• _Exercise prompt_
Transcribe the records in full, keeping every character as it is.

• _Record excerpts_
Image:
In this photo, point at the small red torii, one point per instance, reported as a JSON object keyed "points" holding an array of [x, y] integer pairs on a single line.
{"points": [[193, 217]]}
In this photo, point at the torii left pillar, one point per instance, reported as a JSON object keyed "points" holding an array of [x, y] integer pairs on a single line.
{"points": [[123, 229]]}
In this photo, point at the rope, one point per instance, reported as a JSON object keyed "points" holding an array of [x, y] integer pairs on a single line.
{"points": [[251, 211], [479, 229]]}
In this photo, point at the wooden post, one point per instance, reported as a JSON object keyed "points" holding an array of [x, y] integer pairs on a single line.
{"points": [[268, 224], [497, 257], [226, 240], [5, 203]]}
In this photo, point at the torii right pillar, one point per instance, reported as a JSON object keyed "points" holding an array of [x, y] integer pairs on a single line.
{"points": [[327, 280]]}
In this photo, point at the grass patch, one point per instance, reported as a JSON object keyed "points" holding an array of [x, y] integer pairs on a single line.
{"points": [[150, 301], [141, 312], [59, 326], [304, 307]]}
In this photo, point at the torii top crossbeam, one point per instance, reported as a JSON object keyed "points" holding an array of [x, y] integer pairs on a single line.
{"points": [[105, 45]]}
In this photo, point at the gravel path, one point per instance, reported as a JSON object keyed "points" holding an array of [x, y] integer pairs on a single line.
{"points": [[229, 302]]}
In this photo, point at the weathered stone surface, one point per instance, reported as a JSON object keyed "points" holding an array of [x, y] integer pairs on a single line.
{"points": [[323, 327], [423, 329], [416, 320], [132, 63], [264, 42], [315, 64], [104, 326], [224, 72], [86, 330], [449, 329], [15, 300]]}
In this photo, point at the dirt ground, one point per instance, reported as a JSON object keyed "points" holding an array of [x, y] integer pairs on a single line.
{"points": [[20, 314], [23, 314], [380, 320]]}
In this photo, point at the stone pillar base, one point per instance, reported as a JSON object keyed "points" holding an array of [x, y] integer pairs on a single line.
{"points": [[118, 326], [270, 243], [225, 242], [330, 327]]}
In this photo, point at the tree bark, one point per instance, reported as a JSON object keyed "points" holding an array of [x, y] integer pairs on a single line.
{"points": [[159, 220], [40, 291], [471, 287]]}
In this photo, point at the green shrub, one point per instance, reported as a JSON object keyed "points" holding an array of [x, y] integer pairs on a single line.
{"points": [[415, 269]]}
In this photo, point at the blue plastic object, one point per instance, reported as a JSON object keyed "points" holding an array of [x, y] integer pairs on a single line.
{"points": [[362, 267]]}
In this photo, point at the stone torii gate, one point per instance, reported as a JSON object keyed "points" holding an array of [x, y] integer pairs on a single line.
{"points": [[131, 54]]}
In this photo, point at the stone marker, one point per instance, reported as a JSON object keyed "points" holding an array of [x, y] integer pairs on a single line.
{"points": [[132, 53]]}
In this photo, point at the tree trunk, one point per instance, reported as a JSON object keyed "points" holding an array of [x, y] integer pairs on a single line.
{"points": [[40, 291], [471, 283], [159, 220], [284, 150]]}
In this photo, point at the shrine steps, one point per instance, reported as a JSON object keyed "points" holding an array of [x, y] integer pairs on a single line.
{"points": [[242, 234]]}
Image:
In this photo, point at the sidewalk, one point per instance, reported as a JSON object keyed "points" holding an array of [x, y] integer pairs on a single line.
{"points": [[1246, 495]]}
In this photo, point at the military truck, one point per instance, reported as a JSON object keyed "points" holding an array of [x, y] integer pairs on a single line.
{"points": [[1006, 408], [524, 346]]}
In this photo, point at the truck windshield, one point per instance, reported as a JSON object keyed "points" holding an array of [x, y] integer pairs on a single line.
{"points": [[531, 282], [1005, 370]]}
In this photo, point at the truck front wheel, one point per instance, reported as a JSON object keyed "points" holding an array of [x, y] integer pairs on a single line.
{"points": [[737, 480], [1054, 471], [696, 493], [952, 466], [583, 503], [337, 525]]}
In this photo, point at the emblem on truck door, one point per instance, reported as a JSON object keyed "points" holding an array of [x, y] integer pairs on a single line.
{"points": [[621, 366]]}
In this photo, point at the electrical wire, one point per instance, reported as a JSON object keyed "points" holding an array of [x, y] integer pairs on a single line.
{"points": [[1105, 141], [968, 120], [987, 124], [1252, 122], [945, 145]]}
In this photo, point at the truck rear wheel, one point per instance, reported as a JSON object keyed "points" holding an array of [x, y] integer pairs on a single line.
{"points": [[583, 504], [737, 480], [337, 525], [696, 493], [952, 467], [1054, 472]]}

• _Result for this task_
Image:
In this photo, point at the small red torii, one point per instance, reported as a JSON object keyed "points" holding an array of [x, y] integer pairs on a single line.
{"points": [[193, 217]]}
In this photo, point at the torii left pillar, one point per instance, reported as a JSON object keyed "points" holding an array of [x, y] integer pairs on a single line.
{"points": [[123, 229]]}
In this photo, point at the rope, one point per instance, reported as a JSON object keyed "points" holding an array of [x, y] integer pairs on a single line.
{"points": [[251, 211], [479, 229]]}
In this photo, point at the wooden post, one point per instance, reported as a JSON object keyed "points" holding an array of [x, y] integer pairs on a single line.
{"points": [[268, 224], [497, 257], [226, 240], [5, 203]]}
In this photo, point at the torii right pillar, one point per instance, reported as a JSON object keyed "points" holding an array of [x, y] integer pairs on a single line.
{"points": [[327, 280]]}
In this photo, point at the grass patch, one point per instance, reported as a JSON object keyed "points" holding an array of [x, y] integer pairs on a single line.
{"points": [[150, 301], [141, 312], [59, 326], [304, 307]]}
In this photo, point at the torii top crossbeam, one point per instance, reported as a JSON object keyed "points" holding an array of [x, y] integer pairs on a single line.
{"points": [[105, 45]]}
In this photo, point at the gravel path, one point per instance, reported as a JSON object keyed "points" holding an array of [x, y] integer pairs on a single line.
{"points": [[229, 302]]}
In this photo, point at the weathered stone surface, one point per instance, reported as a JSON object keyed "points" holding an array of [x, y] integer pairs on a single line.
{"points": [[323, 327], [423, 329], [416, 320], [132, 63], [264, 42], [315, 64], [104, 326], [224, 72], [86, 330], [449, 329], [15, 300]]}
In this photo, point at the dirt ground, one point per instance, reported as a JSON object keyed "points" holding an array of [x, y] integer pairs on a single line.
{"points": [[20, 314], [23, 314], [380, 320]]}
In this photo, point at the stone pillar base, one point per instance, reported as a JSON object keyed "points" holding an array of [x, y] integer pairs on a single line.
{"points": [[118, 326], [270, 243], [225, 242], [330, 327]]}
In this photo, point at the tree bark, one point per instance, reported as a JSON object keyed "points" holding an array of [x, y] integer pairs on a single line.
{"points": [[159, 220], [40, 291], [471, 287]]}
In this photo, point at the green shrub, one point per instance, reported as a JSON object keyed "points" holding an array of [x, y] integer pairs on a single line.
{"points": [[415, 269]]}
In this photo, point at the blue plastic object, one point per instance, reported as a JSON object keyed "points" holding an array of [x, y] integer pairs on a single line.
{"points": [[362, 267]]}
In this photo, point at the stone torii gate, one point per instance, reported as a JSON object keyed "points" holding an array of [x, y] integer pairs on a single line.
{"points": [[131, 54]]}
In this photo, point at the stone marker, one point per instance, reported as a JSON object keyed "points" holding an array of [x, y] integer pairs on a single line.
{"points": [[132, 53]]}
In this photo, point at the tree trunk, one point per instance, reported as a JSON object keyed "points" holding an array of [x, y] integer pairs on a single line.
{"points": [[40, 291], [471, 283], [159, 220], [284, 150]]}
In this photo, point at the shrine steps, one point per instance, reported as a JSON object keyed "points" holding an array of [x, y] integer pairs on a single line.
{"points": [[242, 234]]}
Image:
In this photo, point at the sidewalk, one point per instance, reported as a JSON object keyed "points" holding an array of [x, y] integer pairs on a single line.
{"points": [[1246, 495]]}
In this photo, point at the military truck, one point per instance, reported as a JSON object keyed "points" holding an array of [x, y] integer pairs on a single line.
{"points": [[1006, 408], [524, 346]]}
In this photo, point at the truck windshield, one point per instance, reported as a JSON object keyed "points" holding an array of [x, y] integer pairs on a single line.
{"points": [[531, 282], [1005, 370]]}
In this photo, point at the truck front wheel, one point per instance, reported as a JSON object keyed "points" holding an array of [x, y] integer pairs on a single line.
{"points": [[737, 480], [1054, 471], [696, 493], [952, 466], [583, 503], [337, 525]]}
In this photo, point at the emblem on truck door, one point per instance, reported as a JSON object keyed "points" holding an array of [x, y] integer pairs on a single line.
{"points": [[621, 366]]}
In this photo, point at the electrical wire, one point per instance, reported as a JSON object keyed "points" holding an array of [x, y] integer pairs on a single line.
{"points": [[1105, 141], [968, 120], [987, 124], [1252, 122], [945, 145]]}
In this photo, point at the truck rear wheel, one point per instance, reported as a JSON object keyed "points" holding an array of [x, y] integer pairs on a single line.
{"points": [[583, 504], [737, 480], [337, 525], [696, 493], [952, 467], [1054, 472]]}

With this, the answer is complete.